** BEGIN **

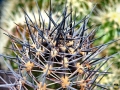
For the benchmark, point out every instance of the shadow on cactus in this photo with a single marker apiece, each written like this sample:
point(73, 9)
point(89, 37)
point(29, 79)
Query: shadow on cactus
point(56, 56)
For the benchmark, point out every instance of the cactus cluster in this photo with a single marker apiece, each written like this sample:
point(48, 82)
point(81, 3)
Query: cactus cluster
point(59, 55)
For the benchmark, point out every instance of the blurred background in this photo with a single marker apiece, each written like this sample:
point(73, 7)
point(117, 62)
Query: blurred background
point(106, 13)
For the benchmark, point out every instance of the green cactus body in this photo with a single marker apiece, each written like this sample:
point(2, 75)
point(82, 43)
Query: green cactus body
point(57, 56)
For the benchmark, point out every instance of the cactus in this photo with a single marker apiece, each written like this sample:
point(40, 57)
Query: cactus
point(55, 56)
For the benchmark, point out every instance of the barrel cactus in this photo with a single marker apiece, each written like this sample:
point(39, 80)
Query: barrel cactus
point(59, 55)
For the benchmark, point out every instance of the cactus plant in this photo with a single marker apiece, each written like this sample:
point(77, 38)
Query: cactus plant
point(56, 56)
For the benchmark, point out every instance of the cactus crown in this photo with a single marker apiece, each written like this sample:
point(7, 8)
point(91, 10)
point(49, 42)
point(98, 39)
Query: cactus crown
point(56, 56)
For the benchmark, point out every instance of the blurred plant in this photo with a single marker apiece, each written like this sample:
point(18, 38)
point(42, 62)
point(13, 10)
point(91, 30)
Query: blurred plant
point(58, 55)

** END **

TASK BRIEF.
Reproduce all of the data above verbatim, line for line, omitting the picture.

RESULT FOR THIS TASK.
For the benchmark, point out every instance of the shadow on cactus in this photo with a single marker apiece, each written like this sample:
point(73, 9)
point(89, 37)
point(29, 79)
Query: shadow on cactus
point(56, 56)
For the benchmark, point out every instance of the cactus cluster in this photo with a single marker apiece, each written like this sample:
point(48, 82)
point(81, 3)
Query: cactus cluster
point(59, 55)
For the benchmark, point out every instance of the blurred background in this photo with a single marker apiece, each written like this sample:
point(73, 7)
point(117, 62)
Query: blurred background
point(106, 13)
For the benchmark, point out every instance of the green cactus body in this photo with a single marker apiece, each written like this sample:
point(2, 75)
point(82, 43)
Query: green cactus body
point(57, 56)
For the benchmark, point out every instance of the cactus in this photo with a single marker apiece, each written like this sample:
point(40, 57)
Query: cactus
point(55, 56)
For the benchmark, point out every instance of the barrel cactus in this photo with a single marker apiece, each written like this sample:
point(39, 80)
Query: barrel cactus
point(59, 55)
For the benchmark, point out every instance of the cactus plant in this photo with a single marker apiece, each written like this sample:
point(77, 38)
Query: cactus plant
point(56, 56)
For the benchmark, point out every instance of the cactus crown in this photo with a single marker apiece, each written like this sample:
point(7, 8)
point(91, 10)
point(49, 42)
point(98, 39)
Query: cactus crown
point(56, 56)
For the benchmark, point out every instance of the blurred plant in this photo with a single marker apiece, each written like this sample:
point(18, 38)
point(42, 62)
point(13, 10)
point(91, 30)
Query: blurred plant
point(58, 55)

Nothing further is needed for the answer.